[PROVIDED DATA]
★ ★ ★ ★

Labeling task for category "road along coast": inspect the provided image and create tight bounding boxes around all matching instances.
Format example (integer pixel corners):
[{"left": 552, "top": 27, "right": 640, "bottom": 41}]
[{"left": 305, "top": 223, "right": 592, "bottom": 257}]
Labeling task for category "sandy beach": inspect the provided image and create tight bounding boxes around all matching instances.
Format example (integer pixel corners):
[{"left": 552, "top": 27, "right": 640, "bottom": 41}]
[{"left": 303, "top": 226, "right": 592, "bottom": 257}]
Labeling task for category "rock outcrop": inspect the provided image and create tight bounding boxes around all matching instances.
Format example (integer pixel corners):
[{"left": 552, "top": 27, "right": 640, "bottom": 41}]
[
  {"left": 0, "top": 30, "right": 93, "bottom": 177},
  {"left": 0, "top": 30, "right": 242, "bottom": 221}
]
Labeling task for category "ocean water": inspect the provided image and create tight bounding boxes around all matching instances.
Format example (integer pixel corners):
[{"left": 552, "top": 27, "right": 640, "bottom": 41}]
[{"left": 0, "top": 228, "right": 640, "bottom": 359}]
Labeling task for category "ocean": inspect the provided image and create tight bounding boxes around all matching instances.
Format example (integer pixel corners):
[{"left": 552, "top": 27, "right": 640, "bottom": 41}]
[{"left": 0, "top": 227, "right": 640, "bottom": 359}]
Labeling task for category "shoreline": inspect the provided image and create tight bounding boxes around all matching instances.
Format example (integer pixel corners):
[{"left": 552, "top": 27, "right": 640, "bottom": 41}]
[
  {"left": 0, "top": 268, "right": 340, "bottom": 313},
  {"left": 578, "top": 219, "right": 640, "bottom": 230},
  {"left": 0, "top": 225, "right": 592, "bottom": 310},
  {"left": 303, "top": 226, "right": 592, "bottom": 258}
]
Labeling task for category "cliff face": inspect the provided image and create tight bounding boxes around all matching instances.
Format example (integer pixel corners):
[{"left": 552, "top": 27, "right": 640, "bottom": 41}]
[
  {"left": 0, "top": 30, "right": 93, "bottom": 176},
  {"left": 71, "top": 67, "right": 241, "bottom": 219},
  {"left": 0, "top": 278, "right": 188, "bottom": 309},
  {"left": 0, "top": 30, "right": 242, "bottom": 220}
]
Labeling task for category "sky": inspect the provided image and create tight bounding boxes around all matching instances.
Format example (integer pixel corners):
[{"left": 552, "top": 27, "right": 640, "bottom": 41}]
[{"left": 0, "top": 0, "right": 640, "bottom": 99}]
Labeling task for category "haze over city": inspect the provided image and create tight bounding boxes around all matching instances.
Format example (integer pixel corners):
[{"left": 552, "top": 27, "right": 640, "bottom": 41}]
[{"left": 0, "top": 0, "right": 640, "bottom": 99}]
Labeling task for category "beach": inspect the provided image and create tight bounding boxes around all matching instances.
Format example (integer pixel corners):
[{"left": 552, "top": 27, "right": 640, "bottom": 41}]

★ ★ ★ ★

[EXERCISE DIRECTIONS]
Extract each line from the rows above that contains the string "beach". Matching is case-sensitive.

[EXERCISE RESULT]
Labeling task for category "sandy beach": inspect the provided image and create tight bounding boxes around all matching instances.
Labeling task for category "beach": inspect the provided image and create tight bounding boxes around all matching instances.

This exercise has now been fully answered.